» DATA RECORDS:
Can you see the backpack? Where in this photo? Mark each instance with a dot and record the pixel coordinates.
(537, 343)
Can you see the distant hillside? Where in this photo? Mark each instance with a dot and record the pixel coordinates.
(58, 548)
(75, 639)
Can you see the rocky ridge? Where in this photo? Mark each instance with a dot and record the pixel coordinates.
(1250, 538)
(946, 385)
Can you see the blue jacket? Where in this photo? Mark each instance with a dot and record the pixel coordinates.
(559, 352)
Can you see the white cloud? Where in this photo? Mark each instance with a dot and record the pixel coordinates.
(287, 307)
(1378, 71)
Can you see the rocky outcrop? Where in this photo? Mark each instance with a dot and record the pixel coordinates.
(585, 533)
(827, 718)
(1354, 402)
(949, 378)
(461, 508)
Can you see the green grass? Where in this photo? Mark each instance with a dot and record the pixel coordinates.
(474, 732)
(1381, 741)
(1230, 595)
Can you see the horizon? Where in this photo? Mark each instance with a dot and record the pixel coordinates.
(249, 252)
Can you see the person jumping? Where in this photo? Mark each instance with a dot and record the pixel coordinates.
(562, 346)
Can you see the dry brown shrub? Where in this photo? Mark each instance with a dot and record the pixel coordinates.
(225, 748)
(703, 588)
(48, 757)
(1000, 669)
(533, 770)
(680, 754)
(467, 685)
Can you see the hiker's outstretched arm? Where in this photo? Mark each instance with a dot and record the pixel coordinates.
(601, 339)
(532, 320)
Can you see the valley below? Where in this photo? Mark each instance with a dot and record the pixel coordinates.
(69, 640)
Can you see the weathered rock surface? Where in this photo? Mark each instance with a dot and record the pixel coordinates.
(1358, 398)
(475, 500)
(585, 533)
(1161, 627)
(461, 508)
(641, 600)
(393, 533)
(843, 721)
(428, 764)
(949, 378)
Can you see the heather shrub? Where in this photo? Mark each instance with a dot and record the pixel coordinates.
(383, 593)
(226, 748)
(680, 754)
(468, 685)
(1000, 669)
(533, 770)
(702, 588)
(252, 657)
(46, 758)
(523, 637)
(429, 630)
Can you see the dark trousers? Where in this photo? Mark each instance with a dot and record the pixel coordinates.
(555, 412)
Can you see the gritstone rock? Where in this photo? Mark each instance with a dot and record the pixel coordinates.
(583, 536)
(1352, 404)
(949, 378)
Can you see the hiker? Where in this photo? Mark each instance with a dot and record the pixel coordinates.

» EXERCISE PROMPT: Return the listing. Match it exactly.

» OUTPUT BELOW:
Can you see the backpack? Where in this photo? Mark each instance with a dot and record the pixel coordinates.
(537, 343)
Can you see the distant hillside? Where in this photo? Mark each instance with a dot and record the pixel coordinates.
(58, 548)
(75, 639)
Can you see the rocky ridge? Where in this photo? Mark each instance with a dot and record the pixel coordinates.
(1250, 538)
(946, 385)
Can you see the blue jacket? Where in this photo? Mark each instance with a dot and record the pixel coordinates.
(559, 352)
Can you see the white cloud? Where in this photo? Mark each instance with a dot and record the pixel coordinates.
(287, 307)
(1378, 71)
Can you see the rocky outcrop? Where in this photo? Mark each instance with a dot and record the pixel coordinates.
(585, 533)
(827, 718)
(1354, 402)
(949, 378)
(461, 508)
Can you see the green grass? Where in this photo? Mark each instance with a dot and record the pixel coordinates.
(474, 732)
(1381, 741)
(1230, 595)
Can you see the horizon? Where in this photo? Mark each instance with a dot and record the pixel coordinates.
(249, 252)
Can you see the person jumping? Where in this photo? Mark each instance with a dot and record the pixel coordinates.
(562, 346)
Can you see the dry brown shrub? Where in this photo? Mark each instance with a dot and record the pixel coordinates.
(225, 748)
(703, 588)
(48, 757)
(1000, 669)
(533, 770)
(680, 754)
(467, 685)
Can you see the hiker's outstretched arm? Where in this photo? Mark each instance with a dot and record the pixel coordinates.
(601, 339)
(532, 320)
Can you see the valley below? Where in this photo? Mark each instance with a dot and record the pixel coordinates.
(69, 640)
Can you see the weathered rock surface? Where in this photo? Mark each instance with a dot and record the pixel coordinates.
(1358, 398)
(475, 500)
(585, 533)
(1161, 627)
(461, 508)
(641, 600)
(393, 533)
(843, 721)
(428, 764)
(949, 378)
Can you see the heather shrub? Where in this photo? Mark each instance with a dot and record the pixel coordinates.
(383, 593)
(226, 748)
(680, 754)
(468, 685)
(1000, 669)
(533, 770)
(702, 588)
(252, 657)
(46, 758)
(523, 637)
(429, 630)
Can you see the dark trousers? Where in this photo? Mark each instance with a dot and record the pixel coordinates.
(555, 412)
Can you see the gritstone rock? Where in this photo? Mark each instance with a dot and record the pixel coordinates.
(583, 536)
(1352, 404)
(949, 378)
Can you see the hiker? Where in this photo? Mark each instance with a dot and record the pixel coordinates.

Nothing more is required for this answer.